►

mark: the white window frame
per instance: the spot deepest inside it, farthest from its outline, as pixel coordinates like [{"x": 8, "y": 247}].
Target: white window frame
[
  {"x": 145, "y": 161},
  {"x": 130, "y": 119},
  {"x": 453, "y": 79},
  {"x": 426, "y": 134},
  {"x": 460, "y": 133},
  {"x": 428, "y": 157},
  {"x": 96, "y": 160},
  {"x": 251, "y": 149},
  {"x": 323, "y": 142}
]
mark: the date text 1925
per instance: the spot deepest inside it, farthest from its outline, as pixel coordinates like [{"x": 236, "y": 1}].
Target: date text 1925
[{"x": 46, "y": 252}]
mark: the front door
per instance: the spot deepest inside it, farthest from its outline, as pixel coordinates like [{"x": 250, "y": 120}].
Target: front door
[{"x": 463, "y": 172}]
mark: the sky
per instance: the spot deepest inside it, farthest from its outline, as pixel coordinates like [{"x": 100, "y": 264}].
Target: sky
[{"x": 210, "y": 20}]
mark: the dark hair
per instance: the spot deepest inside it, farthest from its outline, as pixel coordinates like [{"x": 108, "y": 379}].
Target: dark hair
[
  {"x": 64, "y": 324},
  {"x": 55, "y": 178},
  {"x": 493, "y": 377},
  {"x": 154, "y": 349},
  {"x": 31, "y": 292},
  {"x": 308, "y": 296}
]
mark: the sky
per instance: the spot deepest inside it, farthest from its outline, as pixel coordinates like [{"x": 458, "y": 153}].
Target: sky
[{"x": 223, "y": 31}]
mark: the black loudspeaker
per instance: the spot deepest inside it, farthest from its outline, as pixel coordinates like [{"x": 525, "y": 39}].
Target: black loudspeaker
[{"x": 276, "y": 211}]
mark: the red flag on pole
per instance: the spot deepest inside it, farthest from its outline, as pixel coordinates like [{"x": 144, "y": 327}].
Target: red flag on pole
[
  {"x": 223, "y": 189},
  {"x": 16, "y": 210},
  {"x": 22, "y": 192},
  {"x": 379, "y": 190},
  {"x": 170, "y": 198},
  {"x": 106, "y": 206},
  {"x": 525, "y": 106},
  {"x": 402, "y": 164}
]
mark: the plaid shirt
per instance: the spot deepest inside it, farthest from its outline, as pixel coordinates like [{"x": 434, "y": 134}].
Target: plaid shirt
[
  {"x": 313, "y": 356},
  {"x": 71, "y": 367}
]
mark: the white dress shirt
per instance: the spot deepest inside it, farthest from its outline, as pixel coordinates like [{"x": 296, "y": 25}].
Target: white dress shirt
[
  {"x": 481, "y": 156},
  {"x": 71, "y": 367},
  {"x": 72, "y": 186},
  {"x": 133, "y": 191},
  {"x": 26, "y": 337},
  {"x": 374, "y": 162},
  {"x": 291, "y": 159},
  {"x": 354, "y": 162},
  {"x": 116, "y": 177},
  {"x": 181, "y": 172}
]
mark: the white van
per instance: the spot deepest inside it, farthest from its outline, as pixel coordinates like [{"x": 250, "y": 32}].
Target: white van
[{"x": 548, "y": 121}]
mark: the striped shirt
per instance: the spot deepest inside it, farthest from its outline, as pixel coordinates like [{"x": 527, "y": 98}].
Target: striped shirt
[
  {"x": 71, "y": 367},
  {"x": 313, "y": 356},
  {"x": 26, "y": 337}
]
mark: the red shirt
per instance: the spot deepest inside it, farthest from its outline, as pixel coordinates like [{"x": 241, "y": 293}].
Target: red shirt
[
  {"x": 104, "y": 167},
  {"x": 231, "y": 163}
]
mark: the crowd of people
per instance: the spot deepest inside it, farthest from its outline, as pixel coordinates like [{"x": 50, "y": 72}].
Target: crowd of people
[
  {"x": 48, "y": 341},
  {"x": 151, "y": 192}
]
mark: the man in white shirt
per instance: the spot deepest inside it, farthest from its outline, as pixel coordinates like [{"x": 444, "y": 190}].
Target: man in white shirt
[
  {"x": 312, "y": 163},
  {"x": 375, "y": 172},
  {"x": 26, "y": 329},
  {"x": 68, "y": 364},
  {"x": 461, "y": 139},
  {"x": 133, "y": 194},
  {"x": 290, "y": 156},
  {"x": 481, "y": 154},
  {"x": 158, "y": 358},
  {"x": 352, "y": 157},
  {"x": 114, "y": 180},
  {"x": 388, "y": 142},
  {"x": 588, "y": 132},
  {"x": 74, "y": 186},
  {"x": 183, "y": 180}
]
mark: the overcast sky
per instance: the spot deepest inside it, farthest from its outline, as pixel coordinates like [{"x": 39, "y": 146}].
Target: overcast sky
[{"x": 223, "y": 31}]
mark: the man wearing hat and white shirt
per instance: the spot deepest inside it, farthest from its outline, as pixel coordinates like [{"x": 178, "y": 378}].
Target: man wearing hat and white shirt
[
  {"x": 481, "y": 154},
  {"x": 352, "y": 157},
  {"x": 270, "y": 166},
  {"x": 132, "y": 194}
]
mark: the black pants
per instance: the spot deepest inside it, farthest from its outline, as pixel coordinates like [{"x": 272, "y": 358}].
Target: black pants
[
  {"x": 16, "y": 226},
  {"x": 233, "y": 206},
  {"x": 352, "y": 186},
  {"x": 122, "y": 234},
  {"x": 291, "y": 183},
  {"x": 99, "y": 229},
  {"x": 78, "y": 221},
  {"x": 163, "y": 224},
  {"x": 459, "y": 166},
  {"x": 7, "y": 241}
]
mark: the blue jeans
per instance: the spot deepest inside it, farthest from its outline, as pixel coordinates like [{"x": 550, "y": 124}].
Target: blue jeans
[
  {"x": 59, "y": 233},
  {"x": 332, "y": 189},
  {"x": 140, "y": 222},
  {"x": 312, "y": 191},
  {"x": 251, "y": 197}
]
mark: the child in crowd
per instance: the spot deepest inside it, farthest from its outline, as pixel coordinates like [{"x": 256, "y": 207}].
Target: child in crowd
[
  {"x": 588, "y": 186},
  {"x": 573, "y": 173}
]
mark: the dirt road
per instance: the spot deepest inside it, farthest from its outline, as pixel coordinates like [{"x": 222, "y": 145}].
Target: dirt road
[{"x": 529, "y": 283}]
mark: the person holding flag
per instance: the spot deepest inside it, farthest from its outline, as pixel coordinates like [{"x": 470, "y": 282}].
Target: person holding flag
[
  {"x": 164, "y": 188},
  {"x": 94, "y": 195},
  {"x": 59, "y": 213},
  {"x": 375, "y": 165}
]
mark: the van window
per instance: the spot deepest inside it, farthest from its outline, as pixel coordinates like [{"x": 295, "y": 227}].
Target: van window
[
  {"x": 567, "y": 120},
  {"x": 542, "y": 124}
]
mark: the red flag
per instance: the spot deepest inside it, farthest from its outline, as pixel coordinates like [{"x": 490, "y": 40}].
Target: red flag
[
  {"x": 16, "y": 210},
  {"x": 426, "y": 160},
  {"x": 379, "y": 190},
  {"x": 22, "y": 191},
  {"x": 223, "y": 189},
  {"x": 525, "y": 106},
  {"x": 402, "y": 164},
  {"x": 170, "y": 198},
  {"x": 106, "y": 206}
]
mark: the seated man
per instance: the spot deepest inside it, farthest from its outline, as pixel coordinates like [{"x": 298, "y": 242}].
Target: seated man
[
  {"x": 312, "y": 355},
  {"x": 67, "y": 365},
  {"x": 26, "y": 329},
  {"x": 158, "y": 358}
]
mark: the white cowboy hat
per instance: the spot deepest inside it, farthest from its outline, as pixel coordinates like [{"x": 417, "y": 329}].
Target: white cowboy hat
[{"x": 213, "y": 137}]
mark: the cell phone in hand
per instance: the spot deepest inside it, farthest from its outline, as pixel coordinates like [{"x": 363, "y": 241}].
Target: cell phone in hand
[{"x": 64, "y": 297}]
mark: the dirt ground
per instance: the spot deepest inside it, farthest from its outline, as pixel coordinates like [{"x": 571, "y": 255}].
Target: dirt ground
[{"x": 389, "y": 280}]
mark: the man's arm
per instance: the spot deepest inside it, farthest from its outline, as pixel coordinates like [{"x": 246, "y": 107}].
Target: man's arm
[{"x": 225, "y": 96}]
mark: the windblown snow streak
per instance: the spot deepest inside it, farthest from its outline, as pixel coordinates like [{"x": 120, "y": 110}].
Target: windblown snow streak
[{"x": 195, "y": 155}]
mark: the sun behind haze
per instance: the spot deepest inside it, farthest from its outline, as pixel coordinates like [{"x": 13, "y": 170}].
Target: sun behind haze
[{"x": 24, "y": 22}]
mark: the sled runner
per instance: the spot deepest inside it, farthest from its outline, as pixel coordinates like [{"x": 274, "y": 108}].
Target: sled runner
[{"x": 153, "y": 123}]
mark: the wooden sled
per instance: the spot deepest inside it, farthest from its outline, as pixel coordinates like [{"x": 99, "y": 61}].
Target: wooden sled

◄

## ACTIVITY
Please work out how many lines in the records hold the string "wooden", and give only the number.

## RESPONSE BELOW
2